[Referring expression pointing data]
****************************************
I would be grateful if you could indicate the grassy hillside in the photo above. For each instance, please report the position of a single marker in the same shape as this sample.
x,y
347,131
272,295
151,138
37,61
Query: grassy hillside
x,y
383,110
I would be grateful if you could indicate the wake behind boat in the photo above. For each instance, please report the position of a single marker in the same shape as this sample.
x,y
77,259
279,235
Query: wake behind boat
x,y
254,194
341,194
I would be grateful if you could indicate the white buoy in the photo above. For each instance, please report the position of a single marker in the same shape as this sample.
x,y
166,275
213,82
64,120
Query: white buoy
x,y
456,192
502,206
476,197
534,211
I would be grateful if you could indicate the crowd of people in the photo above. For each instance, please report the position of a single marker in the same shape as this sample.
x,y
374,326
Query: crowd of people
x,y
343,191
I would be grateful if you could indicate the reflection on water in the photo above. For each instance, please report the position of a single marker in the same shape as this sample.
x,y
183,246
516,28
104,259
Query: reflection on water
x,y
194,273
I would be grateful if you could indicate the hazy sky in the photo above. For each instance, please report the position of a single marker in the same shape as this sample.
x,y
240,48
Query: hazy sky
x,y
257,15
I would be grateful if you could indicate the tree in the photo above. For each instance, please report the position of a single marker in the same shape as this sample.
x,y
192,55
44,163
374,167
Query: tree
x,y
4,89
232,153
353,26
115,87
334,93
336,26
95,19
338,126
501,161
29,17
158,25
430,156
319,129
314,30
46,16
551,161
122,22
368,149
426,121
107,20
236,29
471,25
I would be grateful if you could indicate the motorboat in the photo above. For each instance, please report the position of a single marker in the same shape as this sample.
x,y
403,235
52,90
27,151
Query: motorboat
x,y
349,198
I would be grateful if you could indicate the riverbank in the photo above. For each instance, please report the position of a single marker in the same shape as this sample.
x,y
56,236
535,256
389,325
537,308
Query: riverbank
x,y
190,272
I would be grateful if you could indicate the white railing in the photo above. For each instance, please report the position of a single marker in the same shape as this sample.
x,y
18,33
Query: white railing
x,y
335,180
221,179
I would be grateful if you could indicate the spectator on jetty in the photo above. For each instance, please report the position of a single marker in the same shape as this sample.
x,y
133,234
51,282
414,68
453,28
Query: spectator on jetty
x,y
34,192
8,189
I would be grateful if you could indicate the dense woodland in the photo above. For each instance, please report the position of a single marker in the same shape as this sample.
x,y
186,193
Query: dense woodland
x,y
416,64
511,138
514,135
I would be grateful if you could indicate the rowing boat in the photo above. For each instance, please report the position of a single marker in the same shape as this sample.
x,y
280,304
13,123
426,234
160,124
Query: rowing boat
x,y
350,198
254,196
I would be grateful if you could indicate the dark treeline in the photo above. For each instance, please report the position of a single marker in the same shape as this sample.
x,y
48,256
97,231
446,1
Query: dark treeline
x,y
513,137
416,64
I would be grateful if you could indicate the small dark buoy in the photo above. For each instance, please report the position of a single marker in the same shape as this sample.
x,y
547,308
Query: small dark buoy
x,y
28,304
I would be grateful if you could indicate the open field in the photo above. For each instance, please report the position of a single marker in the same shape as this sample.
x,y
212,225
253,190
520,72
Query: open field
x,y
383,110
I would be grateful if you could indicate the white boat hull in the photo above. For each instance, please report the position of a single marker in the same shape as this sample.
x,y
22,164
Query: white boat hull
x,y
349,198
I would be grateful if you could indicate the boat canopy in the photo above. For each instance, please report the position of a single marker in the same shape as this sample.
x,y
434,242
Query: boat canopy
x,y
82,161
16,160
****************************************
▶ _Your objective_:
All the records above need to be output exactly, with none omitted.

▶ _Problem solution_:
I would be grateful if you could indicate the grassy hillside in the photo above. For each instance, please report the position of a single marker in the same shape as this sample.
x,y
347,131
272,295
151,138
37,61
Query: grassy hillside
x,y
383,110
I would be grateful if you could indicate the wake behind boat in the photo above. For each instance, please report the position of a single marker in the same shape as this sample.
x,y
77,259
279,235
Query: wake behind boat
x,y
254,194
341,194
I would be grateful if you could indicate the white buoy in the photo above. For each instance, please report the position of a single marker in the same shape as this sample.
x,y
166,275
213,82
64,120
Query: white buoy
x,y
456,192
502,206
476,197
534,211
I would be grateful if you could indicate the crowd of people in the photo above. For each instance, please report the position of a single marker in the same shape as this sample.
x,y
374,326
Query: crowd of people
x,y
343,191
I would be grateful if you could indicate the reflection on water in the photo above. For each instance, please report the position of a single marker in the same shape as this sample.
x,y
183,246
516,28
104,259
Query: reflection on water
x,y
194,273
I would be grateful if you could indicate the hazy sky in the photo above. For each instance, please report the position of a single marker in the same shape as this sample.
x,y
240,48
Query: hazy sky
x,y
257,15
I would be grateful if you could indicate the tree in the photo above. For each instance, please report the position of a single marker in the same shape as this sample.
x,y
192,55
44,163
374,167
Query: tree
x,y
4,89
232,153
353,26
115,87
334,93
336,26
95,19
338,126
501,161
29,17
158,25
430,156
319,129
314,30
46,16
551,161
122,22
368,149
426,121
107,20
236,29
471,25
I would be grateful if you could indicate the motorboat in the photo above. For each instance, please report the position of a single marker in the same shape as this sample.
x,y
403,235
52,90
27,151
Query: motorboat
x,y
349,198
I would be grateful if you could indicate the riverbank in the photo above. For each instance, please report the position of a single marker in the same shape as this sample.
x,y
56,236
535,256
389,325
537,308
Query: riverbank
x,y
190,272
I would be grateful if you could indicate the white railing in the photo above. For each instance, please report the position of a single marker in the same shape as this sample.
x,y
18,33
Query: white railing
x,y
335,180
221,179
I would be grateful if you could indicate the spectator on jetty in the photo above. For each instance, please report the position of a single marker in the same shape as this sample.
x,y
133,234
51,282
414,68
453,28
Query: spectator on jetty
x,y
34,192
8,189
I would be grateful if you could indicate the dense woodland in the photo above. For each instance, please report the position of a single marker in the same shape as this sample.
x,y
186,193
Query: dense woodland
x,y
416,64
511,138
514,135
I would be grateful if you could indicate the rowing boat in the photo above. For each instance, please report the position of a single marker in the same shape as this sample.
x,y
280,304
13,123
426,234
160,124
Query: rowing boat
x,y
350,198
254,196
I would be grateful if you could indicate the dark treeline in the photo above. For each instance, please report the position of a single marker in the same shape as this sample.
x,y
48,256
97,231
446,1
Query: dark treeline
x,y
513,137
416,64
I would be grateful if you could indicate the small dark buoy in the photo above. For each instance, please report the position of a single marker in the same shape as this sample.
x,y
547,308
Query: small dark buoy
x,y
28,304
I would be grateful if you could indicate the open field in the photo above. For each instance, please report the position of a single marker in the same shape as this sample.
x,y
212,225
253,190
520,72
Query: open field
x,y
383,110
I would be grateful if you could indicate the white boat hull in the photo above. For each instance, please report the position of a single marker in the same shape as this sample.
x,y
22,164
Query: white boat hull
x,y
349,198
I would be grateful if you could indicate the boat canopy in the photo above. For each instance, please report the position of a single marker in the same shape as this sample.
x,y
434,242
Query: boat canopy
x,y
82,161
16,160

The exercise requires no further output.